The Spanish cancer association AECC (Asociación Española Contra el Cancer) has launched a new initiative to extend its services to the international community on the Costa del Sol.
On Tuesday the town hall offices in La Cala de Mijas hosted the launch of the AECC Pink Ladies, a group of volunteers of different nationalities who will help convey the work and help provided by the association to residents on the Costa del Sol who may not speak Spanish.
The Pink Ladies (and Pink Panthers - the gentlemen) speak a variety of languages and are trained to carry out the already multiple services that the AECC offers to cancer patients and their families.
The new cancer support group has been set up by the Fuengirola and Mijas branch of the AECC, whose president, Paula Casas Biedma, attended Tuesday's launch, along with the Malaga provincial chairman of the association, Pedro González.
They were accompanied by the Mijas councillor for Foreign Residents, Roy Pérez, the head of the Foreigners Department, Anette Skou and Health councillor María Carmen González, along with their staff and the new volunteers.
Having only just got off the ground, the new group is still looking for volunteers, who speak English, Scandinavian languages, French, German, Arabic or Russian, as well as any other languages spoken by international residents on the Costa del Sol. They stress there is no requirement to speak Spanish; the group is formed by foreigners to help foreigners.
"Our volunteers carry out the type of work that they enjoy doing," said Paula Casas. "What are you good at? What do you enjoy doing? Well that's the type of work you can carry out at our association," she added, stressing that the association is like "one big family".
The Pink Ladies are also looking for "testimonial volunteers", people who have been through cancer themselves. A period of training is provided to enable these survivors to offer a positive view of their experience to others who are in the initial stages of the same cancer, serving as an example, and offering and emotional support, all in the patient's own language.
The Pink Ladies are also setting up a home help group. These volunteers visit the sick person and their family in their homes and do whatever jobs are necessary while they are there, as well as providing company. Volunteers are also required to help transport patients to and from hospital for appointments.

• **Activity**
According to the article on the AECC Pink Ladies, where was the group's launch held?

• **Material supplied**
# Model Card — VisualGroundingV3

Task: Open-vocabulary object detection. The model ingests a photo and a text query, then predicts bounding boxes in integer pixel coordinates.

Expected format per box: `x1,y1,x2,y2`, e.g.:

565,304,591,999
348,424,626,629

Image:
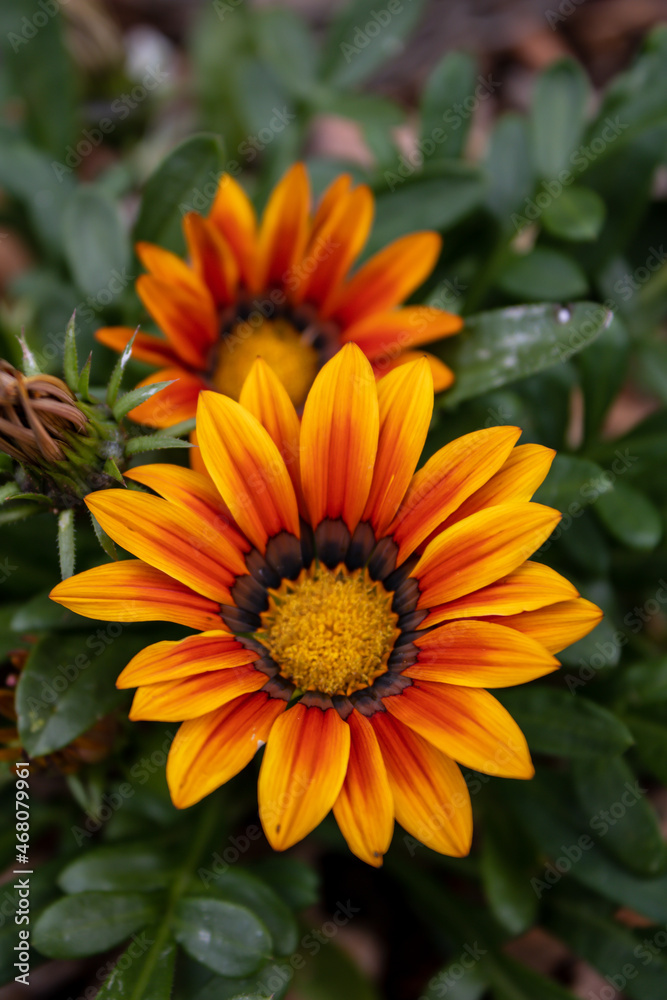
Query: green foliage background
0,0,667,1000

• **Your solution**
At the town hall offices in La Cala de Mijas.